━━ Text ━━

Can try to test it by bringing up both services. This would still be in stand alone mode.
Now take third SD card and put it in desktop. Follow all steps for broker-2 and just change 2 to 3 for hostname, zookeeper id and kafka broker.id.
At this stage we have all three machines setup with kafka and zookeeper but in stand alone mode. Now let us put them in cluster.
Set services in cluster mode:
Open ssh to all three machines from different windows and repeat following steps for all three:
- Stop zookeeper and kafka services
- Edit /opt/zookeeper/conf/zoo.cfg file and add following three lines at end of file:
server.1=broker-1:2888:3888
server.2=broker-2:2888:3888
server.3=broker-3:2888:3888 - Edit /opt/kafka/config/server.properties and change zookeeper addresses:
zookeeper.connect=broker-1:2181,broker-2:2181,broker-3:2181 - Delete all files from /kafka/data directory, especially meta.properties. This is to remove any information from stand alone mode.
- Following step is not required but I had messed up some file permissions in my debugging sessions, so does not hurt to to do it again:
sudo chown -R zookeeper:zookeeper /opt/zookeeper
sudo chown -R zookeeper:zookeeper /data/zookeeper
sudo chown -R kafka:kafka /opt/kafka
sudo chown -R kafka:kafka /data/kafka
- Enable/start both services and check for status
Testing:
We can do quick test to validate the installation. From first broker ssh window, create test topic:
/opt/kafka/bin/kafka-topics.sh — create — zookeeper broker-2 — replication-factor 1 — partitions 1 — topic test-topic-1
(we are using broker-2 to use zookeeper from second broker just for validation, it could be either one)
We should get confirmation that topic is created.
Now from all three ssh windows, run following command to get topic list:
/opt/kafka/bin/kafka-topics.sh — list — zookeeper broker-3:2181
(can change broker-3 to any other broker)

━━━

* _Problems to solve_:
**1)** In the Kafka cluster guide's zookeeper.connect setting, what port number follows each broker name?
**2)** Name every directory whose ownership the Kafka cluster guide resets with a chown command.
**3)** Carry on writing the Kafka cluster guide from its last line.
These rows come from a separate source, unrelated to the Kafka cluster guide.

━━ Data listing ━━

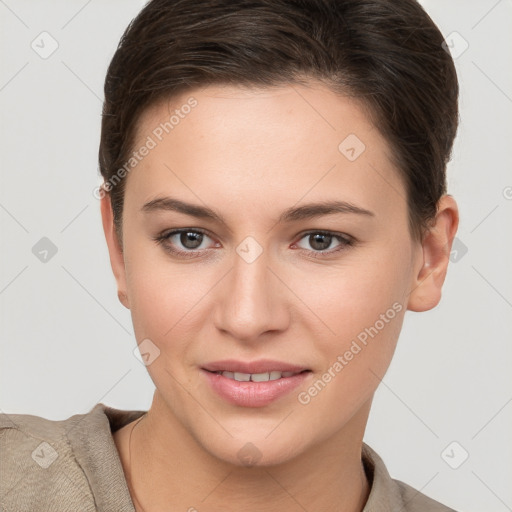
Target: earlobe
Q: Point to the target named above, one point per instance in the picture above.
(430, 273)
(115, 250)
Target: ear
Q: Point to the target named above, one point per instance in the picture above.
(114, 248)
(430, 273)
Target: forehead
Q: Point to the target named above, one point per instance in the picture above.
(264, 145)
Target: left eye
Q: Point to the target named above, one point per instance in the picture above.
(321, 241)
(189, 239)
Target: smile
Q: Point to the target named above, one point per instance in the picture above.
(256, 377)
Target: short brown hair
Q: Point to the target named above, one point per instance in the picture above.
(387, 53)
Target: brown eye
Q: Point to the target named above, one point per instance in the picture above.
(322, 243)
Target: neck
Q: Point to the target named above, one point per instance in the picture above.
(176, 470)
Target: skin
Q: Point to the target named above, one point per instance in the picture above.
(249, 155)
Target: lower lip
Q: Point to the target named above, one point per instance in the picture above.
(253, 394)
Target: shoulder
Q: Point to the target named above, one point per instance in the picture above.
(69, 464)
(389, 495)
(38, 466)
(415, 501)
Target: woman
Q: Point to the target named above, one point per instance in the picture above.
(274, 201)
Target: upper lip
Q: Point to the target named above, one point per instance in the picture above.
(261, 366)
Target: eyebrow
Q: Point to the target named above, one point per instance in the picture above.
(307, 211)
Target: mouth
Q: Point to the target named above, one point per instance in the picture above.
(254, 384)
(257, 377)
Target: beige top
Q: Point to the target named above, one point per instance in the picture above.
(73, 465)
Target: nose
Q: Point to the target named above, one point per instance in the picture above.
(252, 300)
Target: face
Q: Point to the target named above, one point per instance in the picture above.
(266, 232)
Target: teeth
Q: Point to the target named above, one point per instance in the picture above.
(256, 377)
(242, 377)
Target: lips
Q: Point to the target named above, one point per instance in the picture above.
(254, 367)
(254, 384)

━━━

* _Task answers_:
**1)** 2181

**2)**
/opt/zookeeper
/data/zookeeper
/opt/kafka
/data/kafka

**3)**
Debugging:
If you run into starting either service on any broker, try some of following steps:
Make sure permissions on directories are set correctly
Make sure that broker.id for kafka and myid for zookeeper is correct
Zookeeper connect addresses are correct in kafka server.properties file
Server list at bottom of zoo.cfg is correct
If you still have some issues, try to run ExecStart command from service file for kafka or zookeeper on command prompt like:
/opt/kafka/bin/kafka-server-start.sh /opt/kafka/config/server.properties
Backup:
Initially we created image after installing zookeeper and kafka. Then we did some manual updates on each machine. Once whole cluster is setup, we can again create images from cards but now we can do it for all brokers with full configs setup already. This would help in restoring individual brokers. Once you know the process, restoring from common image does not take too much time either.
Configuration Setup:
We just took out of the box config files and changed ids and addresses only. There is lot that can be configured for zookeeper and especially kafka. But that is a separate topic and also very well documented on apache website. One option always to look for is how long you want to keep messages/logs in kafka. Default is 168 hours (1 week).
Thanks!